■ Extracted entries ■
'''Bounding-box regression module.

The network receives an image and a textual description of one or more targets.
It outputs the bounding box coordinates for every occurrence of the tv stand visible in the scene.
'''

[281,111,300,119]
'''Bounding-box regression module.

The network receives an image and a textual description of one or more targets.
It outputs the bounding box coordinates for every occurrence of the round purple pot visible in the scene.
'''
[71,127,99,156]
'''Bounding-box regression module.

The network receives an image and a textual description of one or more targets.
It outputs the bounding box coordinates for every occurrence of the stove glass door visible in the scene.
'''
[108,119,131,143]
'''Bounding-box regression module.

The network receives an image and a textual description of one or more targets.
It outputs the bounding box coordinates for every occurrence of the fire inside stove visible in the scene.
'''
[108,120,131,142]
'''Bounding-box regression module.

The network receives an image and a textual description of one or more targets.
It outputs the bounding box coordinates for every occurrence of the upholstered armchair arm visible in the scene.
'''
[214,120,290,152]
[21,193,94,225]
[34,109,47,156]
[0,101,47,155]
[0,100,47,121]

* * *

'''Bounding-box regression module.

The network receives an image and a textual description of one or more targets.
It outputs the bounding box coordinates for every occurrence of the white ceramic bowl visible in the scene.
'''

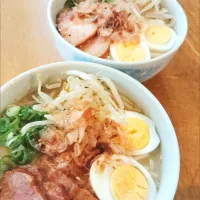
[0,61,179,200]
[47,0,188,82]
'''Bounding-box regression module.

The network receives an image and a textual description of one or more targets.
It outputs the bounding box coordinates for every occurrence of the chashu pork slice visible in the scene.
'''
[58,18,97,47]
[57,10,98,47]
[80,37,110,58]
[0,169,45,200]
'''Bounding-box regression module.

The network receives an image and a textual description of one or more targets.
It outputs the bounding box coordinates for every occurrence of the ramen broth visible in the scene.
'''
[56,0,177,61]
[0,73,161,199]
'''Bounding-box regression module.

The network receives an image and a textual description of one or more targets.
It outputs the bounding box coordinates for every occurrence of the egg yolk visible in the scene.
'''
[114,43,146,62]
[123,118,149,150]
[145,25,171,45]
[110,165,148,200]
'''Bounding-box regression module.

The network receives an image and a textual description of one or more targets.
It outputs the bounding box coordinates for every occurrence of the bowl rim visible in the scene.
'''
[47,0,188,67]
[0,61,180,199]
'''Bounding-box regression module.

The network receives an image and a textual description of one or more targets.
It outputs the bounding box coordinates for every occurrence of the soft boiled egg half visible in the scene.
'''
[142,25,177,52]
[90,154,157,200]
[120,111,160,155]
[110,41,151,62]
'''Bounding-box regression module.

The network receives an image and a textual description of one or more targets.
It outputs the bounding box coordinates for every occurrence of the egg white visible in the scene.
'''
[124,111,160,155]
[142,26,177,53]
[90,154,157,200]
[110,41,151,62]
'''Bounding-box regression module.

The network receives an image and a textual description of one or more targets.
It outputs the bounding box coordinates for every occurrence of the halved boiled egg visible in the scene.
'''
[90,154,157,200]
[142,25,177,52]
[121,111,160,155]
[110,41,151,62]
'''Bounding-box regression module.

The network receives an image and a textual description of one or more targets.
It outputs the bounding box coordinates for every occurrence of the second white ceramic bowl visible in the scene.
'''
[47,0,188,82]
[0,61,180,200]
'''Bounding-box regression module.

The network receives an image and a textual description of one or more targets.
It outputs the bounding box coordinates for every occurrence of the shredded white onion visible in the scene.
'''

■ What the task asks ■
Reproduce each line above that contains "boiled".

■ Answer to the exercise ■
It outputs the bounding box coordinates for every occurrence of the soft boiled egg half visible in the scene.
It outputs the bounding box coordinates for every occurrence of the halved boiled egg visible in the scene.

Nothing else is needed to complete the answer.